■ Text shown
Samuel Albaugh is an interdisciplinary artist, born in Flint, Michigan. Raised in a family of Stone Masons, growing up in that tradition of building. He studied at College for Creative Studies in Detroit, as well as the School of The Art Institute in Chicago, lives and works in Detroit, Michigan. His work draws influence from Contemporary Midwestern American youth culture, with a deep interest in DIY methods of making and ways of being.

Topping Out, Site Specific Installation at hospital attic, tree, wood, electronics, lights, cable, 2019

Topping Out, (detail) Site Specific Installation at hospital attic, tree, wood, electronics, lights, cable, 2019

Ground Swell and (2); Slow, Installation, wood, shop light, hammock, 2019
Pillow Talk, interactive installation (pillows, cellphones, projector, 2018

Basement Chess Show, steel, concrete, contact microphone,
snare drum, amplifier w/ volume function stuck on full, 2019
Waterbed In Sculpture Pond, (performance sample, 2018

Wind Turbine Generating,  aluminum, steel, electronics, automotive components, treadmill motor, radio flyer wagon, 2019

I am one person in a pair of twins. I was born in Flint Michigan, ten years after General Motors moved its factory to Mexico. My family moved to a suburb of Detroit to start aconstruction business, which I have intermittently worked at for over ten years. I pursued an undergraduate degree in Fine Arts in Detroit at College for Creative Studies, assuming I would leave as a painter. I loved the idea of owning a painting (even if I myself painted it). The only personal collections I had seen belonged to the owners of the bathrooms I tiled. I instead pursued sculpture after realizing I have labor in grained in my ideas of work, both from my construction background, and growing up building skateboard ramps, long distance running. My identity has been formed by informal institutions like youth culture, music scenes, and online forums. All of which exist in an undefined flux. The “I think therefore I am,” or better yet “I think _____, therefore I am ______,” is in opposition to the cowboy ideals laid out by the art history books of early to mid yesteryear. Since one’s identity is tied to one’s occupation, the identity of anyone occupied in capitalism is tied to labor.

■ Brief 1
From the text about Samuel Albaugh, return the stretch from "Samuel Albaugh is" through "ways of being." as an exact copy.
■ Brief 2
Translate this sentence from the text about Samuel Albaugh into Spanish: "My identity has been formed by informal institutions like youth culture, music scenes, and online forums."

■ Supplied material
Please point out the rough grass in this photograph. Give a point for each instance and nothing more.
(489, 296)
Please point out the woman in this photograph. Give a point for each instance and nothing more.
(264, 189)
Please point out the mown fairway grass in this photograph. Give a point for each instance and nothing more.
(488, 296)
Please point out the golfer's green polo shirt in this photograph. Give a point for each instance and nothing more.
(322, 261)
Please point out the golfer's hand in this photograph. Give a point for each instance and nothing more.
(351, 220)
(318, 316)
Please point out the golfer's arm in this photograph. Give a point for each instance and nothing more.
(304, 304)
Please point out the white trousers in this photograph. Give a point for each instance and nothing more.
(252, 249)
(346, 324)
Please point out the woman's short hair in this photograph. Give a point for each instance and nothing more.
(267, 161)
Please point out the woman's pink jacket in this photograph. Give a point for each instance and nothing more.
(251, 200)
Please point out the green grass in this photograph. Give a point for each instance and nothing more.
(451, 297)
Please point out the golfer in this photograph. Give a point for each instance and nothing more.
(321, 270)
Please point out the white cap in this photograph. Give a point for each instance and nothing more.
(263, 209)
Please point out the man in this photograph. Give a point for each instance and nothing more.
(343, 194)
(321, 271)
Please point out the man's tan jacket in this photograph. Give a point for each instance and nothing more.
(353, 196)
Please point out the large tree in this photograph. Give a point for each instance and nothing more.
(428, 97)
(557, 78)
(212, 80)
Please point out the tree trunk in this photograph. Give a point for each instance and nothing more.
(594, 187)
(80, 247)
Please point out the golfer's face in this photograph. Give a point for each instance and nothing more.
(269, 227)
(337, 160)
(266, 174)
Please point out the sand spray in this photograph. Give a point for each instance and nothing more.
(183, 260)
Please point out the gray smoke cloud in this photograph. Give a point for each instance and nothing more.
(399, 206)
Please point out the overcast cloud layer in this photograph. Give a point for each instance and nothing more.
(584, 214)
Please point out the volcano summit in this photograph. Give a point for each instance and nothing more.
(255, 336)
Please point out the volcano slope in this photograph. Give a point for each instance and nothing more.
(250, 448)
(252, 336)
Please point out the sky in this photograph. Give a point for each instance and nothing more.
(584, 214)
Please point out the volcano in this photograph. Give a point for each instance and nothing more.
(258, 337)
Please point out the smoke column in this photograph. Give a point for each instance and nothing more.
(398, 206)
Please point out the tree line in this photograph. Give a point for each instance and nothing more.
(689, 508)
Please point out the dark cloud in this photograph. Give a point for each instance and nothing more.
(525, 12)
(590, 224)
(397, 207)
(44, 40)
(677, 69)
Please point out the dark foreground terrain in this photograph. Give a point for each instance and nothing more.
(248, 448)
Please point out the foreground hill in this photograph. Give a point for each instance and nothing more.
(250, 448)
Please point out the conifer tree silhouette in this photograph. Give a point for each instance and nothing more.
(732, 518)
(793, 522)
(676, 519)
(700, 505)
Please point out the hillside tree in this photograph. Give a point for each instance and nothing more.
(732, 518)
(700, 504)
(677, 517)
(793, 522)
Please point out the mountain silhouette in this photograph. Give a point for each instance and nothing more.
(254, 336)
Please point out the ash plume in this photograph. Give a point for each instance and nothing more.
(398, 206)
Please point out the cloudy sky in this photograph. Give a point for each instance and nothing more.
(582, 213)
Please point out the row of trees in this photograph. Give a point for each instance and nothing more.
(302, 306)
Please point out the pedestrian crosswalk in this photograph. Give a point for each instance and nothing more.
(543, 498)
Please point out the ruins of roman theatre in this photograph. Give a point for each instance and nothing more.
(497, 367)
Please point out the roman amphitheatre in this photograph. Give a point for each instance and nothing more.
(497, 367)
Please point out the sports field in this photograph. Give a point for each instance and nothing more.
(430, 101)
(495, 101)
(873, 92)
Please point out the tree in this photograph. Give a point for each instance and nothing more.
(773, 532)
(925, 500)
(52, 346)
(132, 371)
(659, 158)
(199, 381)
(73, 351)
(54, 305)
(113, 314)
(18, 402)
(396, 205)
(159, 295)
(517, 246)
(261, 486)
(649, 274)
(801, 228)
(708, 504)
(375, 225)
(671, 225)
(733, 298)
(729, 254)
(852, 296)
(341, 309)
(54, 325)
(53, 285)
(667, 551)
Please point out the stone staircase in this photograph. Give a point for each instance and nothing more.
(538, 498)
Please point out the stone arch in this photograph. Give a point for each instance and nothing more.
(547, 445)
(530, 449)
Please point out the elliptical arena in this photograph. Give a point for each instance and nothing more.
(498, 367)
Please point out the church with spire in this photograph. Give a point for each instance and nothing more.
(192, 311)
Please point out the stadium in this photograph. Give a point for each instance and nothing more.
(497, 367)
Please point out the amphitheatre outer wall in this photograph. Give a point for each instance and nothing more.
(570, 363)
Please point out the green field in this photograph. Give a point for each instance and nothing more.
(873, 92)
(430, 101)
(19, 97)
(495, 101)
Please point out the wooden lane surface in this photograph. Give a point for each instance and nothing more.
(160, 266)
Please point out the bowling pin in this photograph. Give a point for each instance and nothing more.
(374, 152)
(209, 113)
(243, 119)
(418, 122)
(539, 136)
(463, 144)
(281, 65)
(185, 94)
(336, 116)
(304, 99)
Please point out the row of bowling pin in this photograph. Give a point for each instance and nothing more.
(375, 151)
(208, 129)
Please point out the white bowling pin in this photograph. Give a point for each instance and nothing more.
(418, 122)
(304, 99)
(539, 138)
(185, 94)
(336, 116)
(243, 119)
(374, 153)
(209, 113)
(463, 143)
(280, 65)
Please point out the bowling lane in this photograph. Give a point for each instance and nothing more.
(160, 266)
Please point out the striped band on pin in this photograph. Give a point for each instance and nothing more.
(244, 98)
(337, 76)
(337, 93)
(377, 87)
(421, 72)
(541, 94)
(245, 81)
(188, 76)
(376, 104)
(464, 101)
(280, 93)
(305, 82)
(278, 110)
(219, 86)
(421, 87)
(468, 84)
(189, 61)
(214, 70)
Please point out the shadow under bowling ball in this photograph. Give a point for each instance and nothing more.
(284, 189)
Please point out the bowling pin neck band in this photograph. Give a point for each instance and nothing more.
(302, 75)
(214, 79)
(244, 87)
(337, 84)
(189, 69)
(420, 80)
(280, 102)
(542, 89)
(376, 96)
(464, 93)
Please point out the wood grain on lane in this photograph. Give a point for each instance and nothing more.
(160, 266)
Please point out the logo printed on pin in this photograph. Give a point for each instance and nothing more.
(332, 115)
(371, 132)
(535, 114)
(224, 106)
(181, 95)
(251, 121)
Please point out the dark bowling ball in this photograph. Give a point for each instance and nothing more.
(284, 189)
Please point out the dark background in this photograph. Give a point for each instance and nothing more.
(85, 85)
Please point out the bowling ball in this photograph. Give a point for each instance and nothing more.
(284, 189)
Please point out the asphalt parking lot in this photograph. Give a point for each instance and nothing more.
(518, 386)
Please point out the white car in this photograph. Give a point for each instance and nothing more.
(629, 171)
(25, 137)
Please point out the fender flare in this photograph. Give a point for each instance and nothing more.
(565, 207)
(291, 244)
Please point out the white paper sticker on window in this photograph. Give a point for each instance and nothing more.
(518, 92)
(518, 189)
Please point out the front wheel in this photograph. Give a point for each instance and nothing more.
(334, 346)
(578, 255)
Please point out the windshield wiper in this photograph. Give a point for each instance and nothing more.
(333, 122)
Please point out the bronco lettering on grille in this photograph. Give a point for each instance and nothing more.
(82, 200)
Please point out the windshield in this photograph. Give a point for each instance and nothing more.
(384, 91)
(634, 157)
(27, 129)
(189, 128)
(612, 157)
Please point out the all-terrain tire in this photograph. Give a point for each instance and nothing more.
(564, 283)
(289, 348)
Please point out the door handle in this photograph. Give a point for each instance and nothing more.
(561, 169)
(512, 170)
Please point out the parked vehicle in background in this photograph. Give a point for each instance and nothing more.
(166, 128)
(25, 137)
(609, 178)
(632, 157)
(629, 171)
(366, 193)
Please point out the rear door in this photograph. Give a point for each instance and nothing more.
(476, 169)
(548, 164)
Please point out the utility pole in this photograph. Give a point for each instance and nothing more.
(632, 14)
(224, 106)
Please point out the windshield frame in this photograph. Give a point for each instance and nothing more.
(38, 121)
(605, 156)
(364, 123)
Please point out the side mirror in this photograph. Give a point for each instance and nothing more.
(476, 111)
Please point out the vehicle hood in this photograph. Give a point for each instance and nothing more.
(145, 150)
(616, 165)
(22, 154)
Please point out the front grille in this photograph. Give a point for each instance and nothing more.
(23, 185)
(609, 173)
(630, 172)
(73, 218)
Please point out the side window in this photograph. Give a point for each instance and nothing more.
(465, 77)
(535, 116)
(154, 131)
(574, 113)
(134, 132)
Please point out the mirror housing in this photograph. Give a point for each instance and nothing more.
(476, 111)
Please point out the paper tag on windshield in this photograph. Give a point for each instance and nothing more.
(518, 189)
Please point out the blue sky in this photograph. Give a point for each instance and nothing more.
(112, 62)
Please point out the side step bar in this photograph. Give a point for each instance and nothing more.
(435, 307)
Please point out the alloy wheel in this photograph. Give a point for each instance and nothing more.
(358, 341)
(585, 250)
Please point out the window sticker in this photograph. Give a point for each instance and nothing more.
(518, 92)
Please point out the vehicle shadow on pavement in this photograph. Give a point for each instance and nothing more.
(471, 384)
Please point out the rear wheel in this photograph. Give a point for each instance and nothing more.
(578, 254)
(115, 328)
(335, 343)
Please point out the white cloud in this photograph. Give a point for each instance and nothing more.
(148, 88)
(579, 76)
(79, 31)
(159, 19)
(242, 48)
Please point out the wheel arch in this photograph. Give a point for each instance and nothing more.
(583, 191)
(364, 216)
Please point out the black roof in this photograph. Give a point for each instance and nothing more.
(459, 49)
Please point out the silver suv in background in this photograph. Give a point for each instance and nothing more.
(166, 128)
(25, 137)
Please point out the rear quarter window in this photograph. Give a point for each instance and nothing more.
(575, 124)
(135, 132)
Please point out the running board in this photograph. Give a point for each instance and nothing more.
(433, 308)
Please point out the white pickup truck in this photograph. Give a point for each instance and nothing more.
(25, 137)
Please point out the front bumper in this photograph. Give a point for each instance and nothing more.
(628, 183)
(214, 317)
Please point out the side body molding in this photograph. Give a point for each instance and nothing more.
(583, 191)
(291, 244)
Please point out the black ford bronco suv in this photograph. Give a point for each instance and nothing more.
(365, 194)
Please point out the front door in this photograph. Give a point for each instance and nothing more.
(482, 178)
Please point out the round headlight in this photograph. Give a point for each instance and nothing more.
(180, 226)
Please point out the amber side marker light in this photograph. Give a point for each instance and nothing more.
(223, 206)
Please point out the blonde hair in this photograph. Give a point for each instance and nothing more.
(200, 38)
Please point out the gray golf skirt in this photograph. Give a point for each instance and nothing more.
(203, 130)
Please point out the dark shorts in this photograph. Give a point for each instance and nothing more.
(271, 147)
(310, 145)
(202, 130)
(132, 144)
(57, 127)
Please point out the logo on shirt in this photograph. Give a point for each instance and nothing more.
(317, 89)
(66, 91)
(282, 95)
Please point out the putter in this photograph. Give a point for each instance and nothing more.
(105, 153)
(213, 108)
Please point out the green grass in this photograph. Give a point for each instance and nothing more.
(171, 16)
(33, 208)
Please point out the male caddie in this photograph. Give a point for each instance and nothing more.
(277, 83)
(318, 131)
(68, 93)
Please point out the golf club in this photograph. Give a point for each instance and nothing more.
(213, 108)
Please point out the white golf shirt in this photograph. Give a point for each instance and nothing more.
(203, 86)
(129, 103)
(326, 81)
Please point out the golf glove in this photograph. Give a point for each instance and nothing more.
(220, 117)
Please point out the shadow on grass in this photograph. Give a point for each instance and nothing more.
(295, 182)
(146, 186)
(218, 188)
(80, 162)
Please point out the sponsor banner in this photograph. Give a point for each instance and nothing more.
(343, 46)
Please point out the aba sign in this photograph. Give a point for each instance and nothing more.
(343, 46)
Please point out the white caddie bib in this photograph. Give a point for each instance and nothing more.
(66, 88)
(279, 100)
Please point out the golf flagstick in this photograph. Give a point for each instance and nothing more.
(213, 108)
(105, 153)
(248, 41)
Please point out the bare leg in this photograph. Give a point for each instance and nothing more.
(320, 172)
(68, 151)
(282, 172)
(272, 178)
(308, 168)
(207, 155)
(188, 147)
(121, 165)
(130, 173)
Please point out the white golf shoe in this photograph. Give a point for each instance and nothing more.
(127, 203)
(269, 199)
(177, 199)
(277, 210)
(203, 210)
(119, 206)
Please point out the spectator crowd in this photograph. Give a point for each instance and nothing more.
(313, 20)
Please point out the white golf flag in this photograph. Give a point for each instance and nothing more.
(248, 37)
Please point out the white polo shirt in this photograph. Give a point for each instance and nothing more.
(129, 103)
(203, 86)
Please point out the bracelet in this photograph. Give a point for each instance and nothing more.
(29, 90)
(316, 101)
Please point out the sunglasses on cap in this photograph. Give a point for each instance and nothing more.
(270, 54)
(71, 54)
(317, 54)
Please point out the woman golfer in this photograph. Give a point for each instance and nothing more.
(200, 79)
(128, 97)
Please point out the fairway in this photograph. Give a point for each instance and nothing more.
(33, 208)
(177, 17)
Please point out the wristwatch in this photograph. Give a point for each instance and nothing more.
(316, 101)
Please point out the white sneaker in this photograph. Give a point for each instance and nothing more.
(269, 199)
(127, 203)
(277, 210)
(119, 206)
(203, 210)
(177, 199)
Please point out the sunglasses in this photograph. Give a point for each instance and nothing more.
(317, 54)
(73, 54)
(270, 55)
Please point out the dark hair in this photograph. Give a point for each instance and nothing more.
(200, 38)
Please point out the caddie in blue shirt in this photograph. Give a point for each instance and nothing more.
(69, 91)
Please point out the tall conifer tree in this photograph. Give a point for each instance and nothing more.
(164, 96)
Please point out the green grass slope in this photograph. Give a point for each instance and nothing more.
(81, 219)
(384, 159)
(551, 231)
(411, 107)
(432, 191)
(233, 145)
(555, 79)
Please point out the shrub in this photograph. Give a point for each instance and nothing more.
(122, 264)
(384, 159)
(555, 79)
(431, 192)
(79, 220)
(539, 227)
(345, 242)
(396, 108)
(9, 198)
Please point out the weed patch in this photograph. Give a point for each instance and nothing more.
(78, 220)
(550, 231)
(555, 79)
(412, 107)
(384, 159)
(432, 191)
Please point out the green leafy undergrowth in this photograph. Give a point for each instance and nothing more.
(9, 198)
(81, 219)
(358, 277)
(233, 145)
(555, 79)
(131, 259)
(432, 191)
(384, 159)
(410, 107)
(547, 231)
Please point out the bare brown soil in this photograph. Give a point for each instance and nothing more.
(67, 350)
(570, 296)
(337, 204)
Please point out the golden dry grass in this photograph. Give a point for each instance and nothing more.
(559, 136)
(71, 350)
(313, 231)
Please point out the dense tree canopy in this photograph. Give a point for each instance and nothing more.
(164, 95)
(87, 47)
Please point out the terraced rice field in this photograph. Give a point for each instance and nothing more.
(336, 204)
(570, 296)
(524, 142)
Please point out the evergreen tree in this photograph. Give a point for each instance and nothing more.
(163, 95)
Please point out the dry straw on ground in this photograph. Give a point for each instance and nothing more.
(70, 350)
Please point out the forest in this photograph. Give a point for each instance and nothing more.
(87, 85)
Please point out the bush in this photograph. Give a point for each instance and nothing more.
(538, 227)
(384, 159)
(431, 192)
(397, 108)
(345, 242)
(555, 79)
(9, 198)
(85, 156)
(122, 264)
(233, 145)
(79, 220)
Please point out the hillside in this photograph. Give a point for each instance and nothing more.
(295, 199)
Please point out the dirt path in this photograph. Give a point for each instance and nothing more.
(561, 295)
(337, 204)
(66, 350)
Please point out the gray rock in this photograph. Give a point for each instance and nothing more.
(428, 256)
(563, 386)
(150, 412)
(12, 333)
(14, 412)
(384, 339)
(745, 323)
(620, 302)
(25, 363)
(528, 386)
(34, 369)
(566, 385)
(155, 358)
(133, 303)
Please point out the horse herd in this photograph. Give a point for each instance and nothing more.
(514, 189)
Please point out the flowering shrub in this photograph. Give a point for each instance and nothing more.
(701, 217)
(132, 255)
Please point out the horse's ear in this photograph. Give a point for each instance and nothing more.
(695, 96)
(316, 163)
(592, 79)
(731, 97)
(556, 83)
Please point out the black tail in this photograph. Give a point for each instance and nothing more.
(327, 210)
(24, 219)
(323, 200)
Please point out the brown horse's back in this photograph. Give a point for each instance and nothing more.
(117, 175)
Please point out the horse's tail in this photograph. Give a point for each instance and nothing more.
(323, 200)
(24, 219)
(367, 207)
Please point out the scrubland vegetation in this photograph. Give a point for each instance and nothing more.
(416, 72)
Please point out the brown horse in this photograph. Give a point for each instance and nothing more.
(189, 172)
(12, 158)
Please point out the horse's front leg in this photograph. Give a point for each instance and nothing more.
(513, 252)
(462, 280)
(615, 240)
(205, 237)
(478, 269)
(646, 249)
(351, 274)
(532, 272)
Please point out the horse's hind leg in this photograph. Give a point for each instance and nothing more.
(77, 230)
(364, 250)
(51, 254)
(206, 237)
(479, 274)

■ Exercise response 1
Samuel Albaugh is an interdisciplinary artist, born in Flint, Michigan. Raised in a family of Stone Masons, growing up in that tradition of building. He studied at College for Creative Studies in Detroit, as well as the School of The Art Institute in Chicago, lives and works in Detroit, Michigan. His work draws influence from Contemporary Midwestern American youth culture, with a deep interest in DIY methods of making and ways of being.

■ Exercise response 2
Mi identidad ha sido formada por instituciones informales como la cultura juvenil, las escenas musicales y los foros en línea.